-- What you will do --
Switch every "rough mask" to "coarse mask" and write out the lines again, beginning at the start of the records and stopping after the line that contains "positive clicks: (84, 69)". Leave the pictures out, and keep everything else unchanged.

--- Records for the task Enclosed Below ---

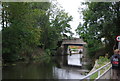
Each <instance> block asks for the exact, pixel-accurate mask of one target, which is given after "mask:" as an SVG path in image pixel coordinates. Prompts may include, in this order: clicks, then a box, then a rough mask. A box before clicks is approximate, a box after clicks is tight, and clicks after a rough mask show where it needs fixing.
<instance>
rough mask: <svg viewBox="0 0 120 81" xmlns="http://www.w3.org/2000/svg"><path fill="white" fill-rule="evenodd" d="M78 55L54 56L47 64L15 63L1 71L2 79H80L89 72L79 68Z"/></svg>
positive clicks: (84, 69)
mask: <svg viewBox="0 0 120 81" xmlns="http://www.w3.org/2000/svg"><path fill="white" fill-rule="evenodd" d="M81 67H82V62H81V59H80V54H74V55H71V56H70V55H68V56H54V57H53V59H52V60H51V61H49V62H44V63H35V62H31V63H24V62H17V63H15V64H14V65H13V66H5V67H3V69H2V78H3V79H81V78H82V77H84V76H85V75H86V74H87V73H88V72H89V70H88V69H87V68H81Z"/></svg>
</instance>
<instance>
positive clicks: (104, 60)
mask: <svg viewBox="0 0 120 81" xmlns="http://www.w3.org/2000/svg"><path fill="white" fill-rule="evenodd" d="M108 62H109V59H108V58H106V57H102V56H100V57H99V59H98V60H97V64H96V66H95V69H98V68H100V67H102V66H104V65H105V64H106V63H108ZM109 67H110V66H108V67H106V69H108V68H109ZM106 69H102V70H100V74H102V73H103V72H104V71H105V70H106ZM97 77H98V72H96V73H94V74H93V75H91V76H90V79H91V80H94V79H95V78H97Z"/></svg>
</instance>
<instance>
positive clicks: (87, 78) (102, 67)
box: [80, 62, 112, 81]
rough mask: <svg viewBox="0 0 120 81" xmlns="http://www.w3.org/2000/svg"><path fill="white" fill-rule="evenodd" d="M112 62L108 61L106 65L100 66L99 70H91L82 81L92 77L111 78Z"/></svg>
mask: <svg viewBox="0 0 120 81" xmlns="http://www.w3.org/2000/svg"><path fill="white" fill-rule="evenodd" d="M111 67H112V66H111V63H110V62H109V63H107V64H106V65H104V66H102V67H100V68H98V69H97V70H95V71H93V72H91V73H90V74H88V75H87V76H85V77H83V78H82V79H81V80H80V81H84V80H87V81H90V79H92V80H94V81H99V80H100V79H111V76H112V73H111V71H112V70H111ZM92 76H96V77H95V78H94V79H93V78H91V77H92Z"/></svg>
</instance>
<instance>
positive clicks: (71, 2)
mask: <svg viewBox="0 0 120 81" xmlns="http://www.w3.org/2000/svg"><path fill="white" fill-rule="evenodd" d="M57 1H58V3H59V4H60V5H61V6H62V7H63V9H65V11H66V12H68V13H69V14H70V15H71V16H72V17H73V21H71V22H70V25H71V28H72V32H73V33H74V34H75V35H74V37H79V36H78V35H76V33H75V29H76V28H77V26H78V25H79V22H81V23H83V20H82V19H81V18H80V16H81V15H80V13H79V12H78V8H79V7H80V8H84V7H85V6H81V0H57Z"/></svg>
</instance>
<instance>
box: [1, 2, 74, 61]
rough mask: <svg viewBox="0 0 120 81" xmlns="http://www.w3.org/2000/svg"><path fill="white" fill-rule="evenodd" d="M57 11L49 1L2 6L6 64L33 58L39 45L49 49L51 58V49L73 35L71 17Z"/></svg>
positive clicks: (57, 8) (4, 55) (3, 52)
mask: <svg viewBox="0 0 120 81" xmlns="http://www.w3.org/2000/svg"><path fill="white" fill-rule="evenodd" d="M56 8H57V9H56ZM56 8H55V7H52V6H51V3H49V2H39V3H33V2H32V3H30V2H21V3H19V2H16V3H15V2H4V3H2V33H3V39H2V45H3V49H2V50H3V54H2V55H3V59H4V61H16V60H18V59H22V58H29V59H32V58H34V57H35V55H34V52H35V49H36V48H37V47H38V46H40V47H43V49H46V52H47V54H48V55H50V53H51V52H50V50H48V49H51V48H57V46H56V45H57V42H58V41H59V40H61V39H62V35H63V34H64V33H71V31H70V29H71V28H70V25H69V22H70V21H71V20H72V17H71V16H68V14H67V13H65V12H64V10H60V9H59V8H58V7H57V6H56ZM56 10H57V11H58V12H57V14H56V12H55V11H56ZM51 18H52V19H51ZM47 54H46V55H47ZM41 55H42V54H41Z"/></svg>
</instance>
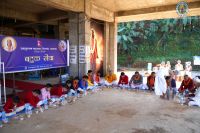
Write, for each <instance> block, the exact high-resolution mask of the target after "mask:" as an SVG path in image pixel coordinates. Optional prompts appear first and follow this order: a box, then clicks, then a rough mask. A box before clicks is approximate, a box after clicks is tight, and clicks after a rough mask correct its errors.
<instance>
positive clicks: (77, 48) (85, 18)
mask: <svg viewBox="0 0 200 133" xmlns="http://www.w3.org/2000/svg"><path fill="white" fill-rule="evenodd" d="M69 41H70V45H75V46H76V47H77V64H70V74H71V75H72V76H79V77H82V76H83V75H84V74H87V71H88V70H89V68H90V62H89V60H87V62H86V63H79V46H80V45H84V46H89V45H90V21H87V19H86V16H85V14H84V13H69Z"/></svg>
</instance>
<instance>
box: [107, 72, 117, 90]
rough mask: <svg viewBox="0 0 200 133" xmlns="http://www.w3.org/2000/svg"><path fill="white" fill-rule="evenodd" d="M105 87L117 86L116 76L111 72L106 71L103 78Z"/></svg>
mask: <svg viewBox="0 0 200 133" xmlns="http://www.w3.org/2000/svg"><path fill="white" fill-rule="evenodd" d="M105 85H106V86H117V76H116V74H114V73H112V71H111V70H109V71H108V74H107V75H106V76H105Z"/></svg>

--- End of Enclosed Records for the task ---

-- Task response --
Each <instance> block asks for the exact, pixel-accurate mask of one target, which is given after "mask:" as an SVG path in image pixel coordinates. Prompts may include, in this order: clicks, then a box, then a coarse mask. A box before clicks is approximate, a box after clicks is tight, and clicks after a coarse mask show where it needs fixing.
<instance>
coarse mask: <svg viewBox="0 0 120 81" xmlns="http://www.w3.org/2000/svg"><path fill="white" fill-rule="evenodd" d="M78 55L54 56L47 64L15 63L1 71L2 79H80L89 72L79 68Z"/></svg>
positive clicks: (84, 69)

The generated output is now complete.